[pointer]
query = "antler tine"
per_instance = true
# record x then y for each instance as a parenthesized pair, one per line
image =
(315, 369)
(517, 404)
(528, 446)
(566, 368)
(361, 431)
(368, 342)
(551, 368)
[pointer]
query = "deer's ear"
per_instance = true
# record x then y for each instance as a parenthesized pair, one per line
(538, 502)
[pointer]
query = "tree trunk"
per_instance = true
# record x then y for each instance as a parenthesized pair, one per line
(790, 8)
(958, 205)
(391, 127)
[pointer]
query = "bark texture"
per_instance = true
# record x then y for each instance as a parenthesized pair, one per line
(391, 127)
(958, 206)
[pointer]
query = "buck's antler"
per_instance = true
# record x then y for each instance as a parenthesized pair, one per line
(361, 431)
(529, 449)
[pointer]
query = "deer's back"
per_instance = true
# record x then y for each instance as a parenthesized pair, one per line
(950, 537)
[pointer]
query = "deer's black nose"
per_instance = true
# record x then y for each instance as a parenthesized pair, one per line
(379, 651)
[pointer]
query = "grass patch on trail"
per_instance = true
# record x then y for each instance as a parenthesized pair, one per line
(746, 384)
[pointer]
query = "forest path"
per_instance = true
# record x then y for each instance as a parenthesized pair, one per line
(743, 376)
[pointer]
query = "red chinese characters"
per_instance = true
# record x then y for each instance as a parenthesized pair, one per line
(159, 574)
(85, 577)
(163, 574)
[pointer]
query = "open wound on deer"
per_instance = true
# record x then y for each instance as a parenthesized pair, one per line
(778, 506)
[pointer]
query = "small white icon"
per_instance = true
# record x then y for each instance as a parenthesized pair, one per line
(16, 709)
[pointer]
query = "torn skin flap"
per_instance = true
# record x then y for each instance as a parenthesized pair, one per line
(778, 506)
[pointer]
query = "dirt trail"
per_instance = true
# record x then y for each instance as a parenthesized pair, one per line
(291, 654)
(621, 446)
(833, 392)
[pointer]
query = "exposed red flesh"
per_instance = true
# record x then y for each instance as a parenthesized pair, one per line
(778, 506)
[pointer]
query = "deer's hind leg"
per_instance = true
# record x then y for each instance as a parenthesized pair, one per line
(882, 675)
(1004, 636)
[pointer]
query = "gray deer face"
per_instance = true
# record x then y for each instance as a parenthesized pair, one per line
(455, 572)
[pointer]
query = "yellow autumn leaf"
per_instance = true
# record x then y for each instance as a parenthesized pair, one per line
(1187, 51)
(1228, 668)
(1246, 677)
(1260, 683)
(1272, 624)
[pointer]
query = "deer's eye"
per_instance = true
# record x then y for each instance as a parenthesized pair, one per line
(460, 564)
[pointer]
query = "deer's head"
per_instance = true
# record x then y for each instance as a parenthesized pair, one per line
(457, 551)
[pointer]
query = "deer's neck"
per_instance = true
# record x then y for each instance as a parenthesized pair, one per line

**TASK BRIEF**: Reproduce each line verbatim.

**SOLUTION**:
[pointer]
query = "antler tine"
per_instance = true
# record x then y for each instance as a parenthesized pair, one per line
image =
(315, 369)
(517, 404)
(528, 446)
(566, 368)
(361, 431)
(368, 342)
(551, 368)
[pointer]
query = "deer's ear"
per_instance = true
# record x then y for each instance as a parenthesized pair, one per line
(538, 502)
[pointer]
query = "tree trunk"
per_instance = true
# record x then y for each instance as a parenthesized pair, one per line
(790, 8)
(958, 205)
(391, 127)
[pointer]
query = "bark texture"
per_instance = true
# record x then y for each instance as a parenthesized pair, one per line
(391, 127)
(958, 206)
[pointer]
query = "buck's antler"
per_instance = true
# record x then y for each instance as a parenthesized pair, one per line
(361, 431)
(529, 449)
[pointer]
query = "deer's back"
per_instance = true
# record x then y for each instance as a parenthesized pair, one per line
(950, 537)
[pointer]
query = "deer's black nose"
per_instance = true
# record x then y for each instance as a parenthesized pair, one per line
(379, 651)
[pointer]
query = "grass patch on trail"
per_instance = true
# record x then y for each instance as a parenthesized pair, one per line
(746, 384)
[pointer]
query = "forest path"
per_instance = true
# record x then y for each instance as a parenthesized pair, one per line
(743, 376)
[pointer]
query = "red chinese characters"
per_instance = true
# record x then y for each instance as a parenthesized pair, one per line
(159, 574)
(85, 577)
(163, 574)
[pointer]
query = "open wound on deer"
per_instance = true
# record x then y for each instance as a parenthesized pair, one per line
(778, 506)
[pointer]
query = "small white icon"
per_instance = true
# record x then y for each instance as a parenthesized pair, one per line
(16, 709)
[pointer]
query = "torn skin flap"
per_instance = true
# record x then y for each instance as a parenthesized pair, one per line
(778, 506)
[pointer]
query = "dirt trail"
per_instance = true
# record x then y for each instance as a parenthesized pair, one per line
(291, 654)
(621, 446)
(833, 392)
[pointer]
query = "exposed red flesh"
per_instance = true
# record x then y for each instance as a parenthesized pair, one per line
(778, 506)
[pointer]
query = "deer's hind leg"
per_instance = true
# record x then y for each instance as a parenthesized pair, one per line
(882, 675)
(1004, 636)
[pointer]
query = "gray deer face"
per_instance = true
# record x then y for each instance as a parenthesized pair, one per line
(455, 572)
[pointer]
query = "yellow autumn leaf"
per_instance = true
# record x then y for each instance as a parenthesized pair, one per line
(1187, 51)
(1228, 668)
(1246, 677)
(1260, 683)
(1272, 624)
[pointer]
query = "deer's eye"
per_instance = true
# record x then y for each instance as a parenthesized pair, one per line
(460, 564)
[pointer]
query = "deer's head"
per_instance = true
# record x then y for each instance as a parenthesized pair, one per line
(457, 551)
[pointer]
query = "deer's neck"
per_instance = true
# record x then y for each instance as a parenthesized pair, one per line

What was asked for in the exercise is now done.